DATA SHOWN
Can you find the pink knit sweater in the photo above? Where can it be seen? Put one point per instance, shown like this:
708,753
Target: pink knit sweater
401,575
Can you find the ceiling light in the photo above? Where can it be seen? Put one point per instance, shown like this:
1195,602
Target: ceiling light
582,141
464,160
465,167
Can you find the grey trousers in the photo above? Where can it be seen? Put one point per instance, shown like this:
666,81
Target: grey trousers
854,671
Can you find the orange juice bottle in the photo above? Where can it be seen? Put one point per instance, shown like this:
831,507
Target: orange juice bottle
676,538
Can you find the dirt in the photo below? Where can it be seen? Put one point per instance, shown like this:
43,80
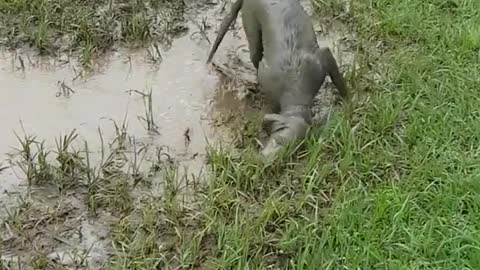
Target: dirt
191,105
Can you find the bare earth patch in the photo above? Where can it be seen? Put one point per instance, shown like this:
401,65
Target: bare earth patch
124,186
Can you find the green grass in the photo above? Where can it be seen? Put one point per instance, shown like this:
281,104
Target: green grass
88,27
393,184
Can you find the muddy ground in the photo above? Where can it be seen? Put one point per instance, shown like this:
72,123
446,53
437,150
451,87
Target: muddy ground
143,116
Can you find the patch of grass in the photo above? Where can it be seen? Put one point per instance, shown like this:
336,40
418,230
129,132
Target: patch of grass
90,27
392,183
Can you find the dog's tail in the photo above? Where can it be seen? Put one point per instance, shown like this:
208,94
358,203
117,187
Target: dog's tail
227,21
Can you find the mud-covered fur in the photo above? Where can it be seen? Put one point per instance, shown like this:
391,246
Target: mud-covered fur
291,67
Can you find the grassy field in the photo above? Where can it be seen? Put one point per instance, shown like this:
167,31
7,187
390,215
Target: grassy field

---

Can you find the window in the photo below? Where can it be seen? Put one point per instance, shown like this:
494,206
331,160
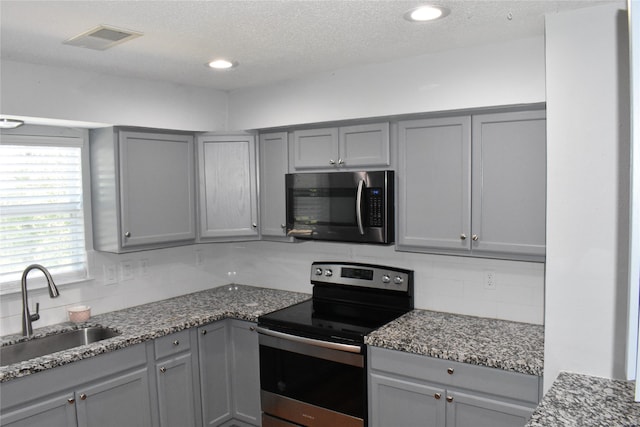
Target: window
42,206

---

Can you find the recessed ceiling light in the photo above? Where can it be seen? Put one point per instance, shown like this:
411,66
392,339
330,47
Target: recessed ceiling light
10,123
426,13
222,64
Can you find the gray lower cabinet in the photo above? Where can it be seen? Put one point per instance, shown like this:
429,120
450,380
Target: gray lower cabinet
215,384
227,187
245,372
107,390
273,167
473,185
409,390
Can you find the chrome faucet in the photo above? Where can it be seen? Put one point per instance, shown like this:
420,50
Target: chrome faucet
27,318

EXERCISE BRIEF
Pull out every line of the records above that contains the string "pink", treating uppercase and lowercase as different.

FINISHED EXERCISE
Can you find the pink knit sweater in the photo above? Where can it be seen? Put one point per instance, shown like this:
Target: pink knit sweater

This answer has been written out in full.